- Point-per-instance localization data:
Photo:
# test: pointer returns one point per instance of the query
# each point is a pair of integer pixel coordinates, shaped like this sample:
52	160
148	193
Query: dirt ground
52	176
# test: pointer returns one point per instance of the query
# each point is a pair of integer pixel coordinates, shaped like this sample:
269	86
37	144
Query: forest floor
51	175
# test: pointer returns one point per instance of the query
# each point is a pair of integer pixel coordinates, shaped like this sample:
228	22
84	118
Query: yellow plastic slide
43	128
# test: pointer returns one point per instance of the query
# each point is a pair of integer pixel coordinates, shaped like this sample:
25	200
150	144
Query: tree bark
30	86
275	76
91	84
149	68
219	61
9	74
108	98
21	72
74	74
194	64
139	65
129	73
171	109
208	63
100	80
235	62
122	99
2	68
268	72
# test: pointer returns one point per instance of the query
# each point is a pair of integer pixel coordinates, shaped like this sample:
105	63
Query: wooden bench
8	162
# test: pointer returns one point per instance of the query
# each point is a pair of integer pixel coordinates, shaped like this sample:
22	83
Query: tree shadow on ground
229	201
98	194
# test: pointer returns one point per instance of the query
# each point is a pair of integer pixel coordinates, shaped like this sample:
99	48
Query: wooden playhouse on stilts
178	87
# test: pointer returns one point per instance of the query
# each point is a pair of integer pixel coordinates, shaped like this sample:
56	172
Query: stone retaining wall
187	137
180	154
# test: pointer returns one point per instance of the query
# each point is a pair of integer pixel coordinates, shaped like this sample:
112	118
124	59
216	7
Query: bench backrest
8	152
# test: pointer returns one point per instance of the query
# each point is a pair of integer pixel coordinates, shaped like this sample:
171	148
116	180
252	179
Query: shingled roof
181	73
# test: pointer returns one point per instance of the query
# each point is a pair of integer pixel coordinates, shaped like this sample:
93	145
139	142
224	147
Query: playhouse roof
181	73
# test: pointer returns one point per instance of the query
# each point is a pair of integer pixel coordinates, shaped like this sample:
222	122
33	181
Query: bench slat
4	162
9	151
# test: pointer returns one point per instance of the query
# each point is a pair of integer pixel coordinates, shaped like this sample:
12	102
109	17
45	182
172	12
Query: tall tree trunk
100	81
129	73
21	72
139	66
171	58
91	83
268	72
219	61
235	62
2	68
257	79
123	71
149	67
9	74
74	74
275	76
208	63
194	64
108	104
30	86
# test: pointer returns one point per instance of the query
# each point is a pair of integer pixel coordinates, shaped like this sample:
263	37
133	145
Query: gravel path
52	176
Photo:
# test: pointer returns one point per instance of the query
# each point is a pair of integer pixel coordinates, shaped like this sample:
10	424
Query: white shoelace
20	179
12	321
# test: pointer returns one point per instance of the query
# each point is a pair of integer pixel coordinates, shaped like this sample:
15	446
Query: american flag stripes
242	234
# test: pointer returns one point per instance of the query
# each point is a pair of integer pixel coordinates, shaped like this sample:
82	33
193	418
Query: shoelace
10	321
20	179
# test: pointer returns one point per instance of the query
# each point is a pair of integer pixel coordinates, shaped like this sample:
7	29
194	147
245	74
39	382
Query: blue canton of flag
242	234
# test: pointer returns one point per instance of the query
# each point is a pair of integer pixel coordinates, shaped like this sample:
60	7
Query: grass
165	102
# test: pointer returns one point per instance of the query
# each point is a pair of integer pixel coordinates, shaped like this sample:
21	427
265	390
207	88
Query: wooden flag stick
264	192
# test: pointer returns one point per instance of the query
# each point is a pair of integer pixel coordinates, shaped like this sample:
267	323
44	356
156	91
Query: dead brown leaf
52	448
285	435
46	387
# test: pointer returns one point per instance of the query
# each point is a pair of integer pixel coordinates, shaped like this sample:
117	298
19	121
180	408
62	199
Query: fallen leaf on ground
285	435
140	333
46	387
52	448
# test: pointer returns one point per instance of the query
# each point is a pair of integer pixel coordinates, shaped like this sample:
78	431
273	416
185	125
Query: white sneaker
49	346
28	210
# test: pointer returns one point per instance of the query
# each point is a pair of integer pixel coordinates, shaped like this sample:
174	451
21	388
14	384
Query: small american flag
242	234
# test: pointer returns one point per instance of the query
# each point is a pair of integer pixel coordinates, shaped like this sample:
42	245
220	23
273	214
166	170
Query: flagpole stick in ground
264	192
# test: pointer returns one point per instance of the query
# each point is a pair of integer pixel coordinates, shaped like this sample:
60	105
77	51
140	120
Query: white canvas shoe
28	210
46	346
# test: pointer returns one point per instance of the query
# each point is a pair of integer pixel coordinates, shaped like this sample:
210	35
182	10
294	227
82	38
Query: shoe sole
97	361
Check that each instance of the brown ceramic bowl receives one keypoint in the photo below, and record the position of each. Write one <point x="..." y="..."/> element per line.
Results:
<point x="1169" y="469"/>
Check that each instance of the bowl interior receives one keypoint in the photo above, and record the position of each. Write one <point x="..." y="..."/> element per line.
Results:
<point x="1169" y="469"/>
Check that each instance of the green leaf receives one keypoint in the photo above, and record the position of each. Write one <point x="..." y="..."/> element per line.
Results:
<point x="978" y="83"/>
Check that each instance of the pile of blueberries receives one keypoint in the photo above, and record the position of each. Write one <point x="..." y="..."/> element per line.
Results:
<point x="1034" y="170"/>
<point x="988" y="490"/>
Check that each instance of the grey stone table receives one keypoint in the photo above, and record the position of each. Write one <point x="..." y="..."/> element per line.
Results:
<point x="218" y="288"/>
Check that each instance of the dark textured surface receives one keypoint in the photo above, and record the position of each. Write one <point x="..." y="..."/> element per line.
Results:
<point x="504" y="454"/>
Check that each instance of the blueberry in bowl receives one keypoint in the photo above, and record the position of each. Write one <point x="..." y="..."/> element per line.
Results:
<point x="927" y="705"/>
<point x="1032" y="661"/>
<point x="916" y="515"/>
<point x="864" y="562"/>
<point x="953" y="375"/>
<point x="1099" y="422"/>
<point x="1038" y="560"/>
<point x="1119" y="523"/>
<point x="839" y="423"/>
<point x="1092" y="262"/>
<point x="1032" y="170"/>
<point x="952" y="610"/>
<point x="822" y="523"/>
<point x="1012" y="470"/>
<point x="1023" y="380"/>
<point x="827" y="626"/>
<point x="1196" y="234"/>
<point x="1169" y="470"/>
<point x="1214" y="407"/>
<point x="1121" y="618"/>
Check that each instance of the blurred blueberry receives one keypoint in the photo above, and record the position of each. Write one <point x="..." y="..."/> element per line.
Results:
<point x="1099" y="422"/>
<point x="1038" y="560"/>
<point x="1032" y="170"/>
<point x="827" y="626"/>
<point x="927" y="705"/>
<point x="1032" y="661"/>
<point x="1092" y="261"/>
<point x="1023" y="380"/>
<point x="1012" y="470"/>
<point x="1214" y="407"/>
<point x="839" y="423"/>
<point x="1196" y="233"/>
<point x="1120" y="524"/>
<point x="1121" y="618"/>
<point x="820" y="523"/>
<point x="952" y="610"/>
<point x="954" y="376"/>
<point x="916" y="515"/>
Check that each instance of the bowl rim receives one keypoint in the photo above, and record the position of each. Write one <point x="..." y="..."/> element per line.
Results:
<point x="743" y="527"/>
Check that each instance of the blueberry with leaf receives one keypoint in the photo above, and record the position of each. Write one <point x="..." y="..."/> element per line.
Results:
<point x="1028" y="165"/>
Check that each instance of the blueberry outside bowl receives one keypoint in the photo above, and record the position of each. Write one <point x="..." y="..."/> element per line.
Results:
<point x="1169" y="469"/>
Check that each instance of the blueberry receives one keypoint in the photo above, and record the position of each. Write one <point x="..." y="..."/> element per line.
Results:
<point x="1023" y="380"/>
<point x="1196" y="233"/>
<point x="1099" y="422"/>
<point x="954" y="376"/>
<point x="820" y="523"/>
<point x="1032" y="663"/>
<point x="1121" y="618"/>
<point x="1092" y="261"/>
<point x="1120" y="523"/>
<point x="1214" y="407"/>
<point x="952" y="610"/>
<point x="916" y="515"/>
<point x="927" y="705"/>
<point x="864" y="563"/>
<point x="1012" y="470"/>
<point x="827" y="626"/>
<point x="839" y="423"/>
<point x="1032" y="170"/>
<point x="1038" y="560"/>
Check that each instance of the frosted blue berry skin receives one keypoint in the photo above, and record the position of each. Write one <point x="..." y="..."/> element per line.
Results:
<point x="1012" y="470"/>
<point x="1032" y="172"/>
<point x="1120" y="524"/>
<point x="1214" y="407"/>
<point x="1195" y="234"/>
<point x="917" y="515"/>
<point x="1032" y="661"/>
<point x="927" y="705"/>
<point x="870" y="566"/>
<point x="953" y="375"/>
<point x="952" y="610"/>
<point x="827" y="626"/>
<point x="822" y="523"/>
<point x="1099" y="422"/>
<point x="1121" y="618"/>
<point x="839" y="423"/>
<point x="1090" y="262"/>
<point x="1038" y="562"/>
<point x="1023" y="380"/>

- Exercise description: Match on "blueberry" and report each line of the data above that has it.

- Written reply:
Check that each instance of the blueberry in bowl receives one keypoint in the photo above, and record the position of each. Write one <point x="..." y="..."/> element per line.
Check that each instance of the blurred blueberry receives one keypoint in the photo above, and record the position of each. Write one <point x="..." y="..."/> element per line.
Check that each instance of the blueberry with leaf receives one keypoint in the photo above, and record the position of each. Write one <point x="..." y="..."/> element per line.
Check that each instance of the blueberry outside bowl receives one keypoint in the photo above, and record the position of each. Write one <point x="..." y="..."/> element per line.
Check that each instance of the blueberry receives one keypoint in the photo above, and record the position of each. Write one <point x="..." y="..."/> element per line.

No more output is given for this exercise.